▸ **Task description**
Copy out exactly the lines from the one containing "of the long" to the end of the records below, both included, and nothing else.

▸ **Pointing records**
** Start **

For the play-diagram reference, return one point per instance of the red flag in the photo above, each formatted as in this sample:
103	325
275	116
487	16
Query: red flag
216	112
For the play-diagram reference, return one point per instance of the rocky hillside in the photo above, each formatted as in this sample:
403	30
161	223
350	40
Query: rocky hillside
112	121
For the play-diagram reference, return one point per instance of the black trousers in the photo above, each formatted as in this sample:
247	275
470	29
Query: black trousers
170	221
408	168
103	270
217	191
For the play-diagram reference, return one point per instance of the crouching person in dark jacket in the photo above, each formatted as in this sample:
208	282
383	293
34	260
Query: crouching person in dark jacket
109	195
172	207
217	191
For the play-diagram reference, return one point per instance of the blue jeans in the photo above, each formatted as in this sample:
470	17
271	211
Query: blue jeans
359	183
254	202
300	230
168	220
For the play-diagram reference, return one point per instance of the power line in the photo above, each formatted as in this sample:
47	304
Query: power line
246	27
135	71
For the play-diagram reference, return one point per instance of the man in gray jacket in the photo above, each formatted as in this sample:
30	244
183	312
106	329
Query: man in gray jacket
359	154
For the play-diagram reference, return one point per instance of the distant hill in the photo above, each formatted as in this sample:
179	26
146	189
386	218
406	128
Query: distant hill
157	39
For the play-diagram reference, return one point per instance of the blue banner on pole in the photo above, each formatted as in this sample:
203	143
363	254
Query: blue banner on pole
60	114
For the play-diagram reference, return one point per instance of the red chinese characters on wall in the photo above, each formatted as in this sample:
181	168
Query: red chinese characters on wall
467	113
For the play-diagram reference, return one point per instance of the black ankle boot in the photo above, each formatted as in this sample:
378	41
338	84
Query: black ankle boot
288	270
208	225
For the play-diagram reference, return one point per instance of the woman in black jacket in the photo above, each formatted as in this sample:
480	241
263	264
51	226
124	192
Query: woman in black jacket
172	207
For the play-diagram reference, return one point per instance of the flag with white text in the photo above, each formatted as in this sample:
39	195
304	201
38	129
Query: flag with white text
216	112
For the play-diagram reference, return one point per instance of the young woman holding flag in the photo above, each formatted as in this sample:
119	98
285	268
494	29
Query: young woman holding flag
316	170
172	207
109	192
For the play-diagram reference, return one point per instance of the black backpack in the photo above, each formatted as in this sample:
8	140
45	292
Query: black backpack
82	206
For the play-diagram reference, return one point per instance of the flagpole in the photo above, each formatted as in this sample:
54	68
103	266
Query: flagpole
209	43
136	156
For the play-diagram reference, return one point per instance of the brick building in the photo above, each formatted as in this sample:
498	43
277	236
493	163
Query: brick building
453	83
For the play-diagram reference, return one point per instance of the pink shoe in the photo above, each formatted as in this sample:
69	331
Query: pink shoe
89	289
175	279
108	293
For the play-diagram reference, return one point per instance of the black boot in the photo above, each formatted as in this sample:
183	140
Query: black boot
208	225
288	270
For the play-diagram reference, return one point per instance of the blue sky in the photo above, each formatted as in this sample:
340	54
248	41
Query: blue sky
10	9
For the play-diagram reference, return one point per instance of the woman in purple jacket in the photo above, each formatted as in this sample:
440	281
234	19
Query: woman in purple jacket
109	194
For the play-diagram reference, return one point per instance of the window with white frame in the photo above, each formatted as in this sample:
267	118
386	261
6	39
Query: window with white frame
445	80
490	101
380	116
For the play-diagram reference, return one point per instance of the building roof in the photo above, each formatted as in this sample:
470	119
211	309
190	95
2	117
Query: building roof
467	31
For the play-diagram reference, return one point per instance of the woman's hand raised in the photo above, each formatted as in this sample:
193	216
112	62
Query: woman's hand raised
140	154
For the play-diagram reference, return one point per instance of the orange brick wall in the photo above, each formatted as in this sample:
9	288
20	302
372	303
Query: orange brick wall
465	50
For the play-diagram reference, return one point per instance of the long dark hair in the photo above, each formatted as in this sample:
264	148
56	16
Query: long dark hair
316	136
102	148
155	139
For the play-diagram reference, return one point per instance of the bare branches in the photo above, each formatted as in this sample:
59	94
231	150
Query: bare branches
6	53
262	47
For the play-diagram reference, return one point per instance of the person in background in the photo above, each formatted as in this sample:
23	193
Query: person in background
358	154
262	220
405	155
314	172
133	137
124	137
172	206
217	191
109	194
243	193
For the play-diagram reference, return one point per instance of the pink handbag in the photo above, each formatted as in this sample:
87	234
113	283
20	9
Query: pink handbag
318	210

** End **

▸ **Full response**
For the play-diagram reference, return one point per instance of the long dark hair in the photo above, each formatted as in this sample:
264	148
56	16
Query: long dark hair
316	136
102	148
155	139
For the play-diagram reference, return one point per instance of the bare branches in the photo above, each formatted as in this sample:
59	94
231	150
Query: bare branches
6	53
262	47
For the play-diagram reference, return one point per instance of the person in background in the photo above, each formatted as in this sample:
23	193
Query: person in background
358	154
262	220
405	155
314	172
133	137
124	137
172	206
217	191
109	194
243	193
For the play-diagram reference, return one point per instance of the pink handbag in the photo above, each formatted as in this sample:
87	234
113	283
20	9
Query: pink handbag
318	210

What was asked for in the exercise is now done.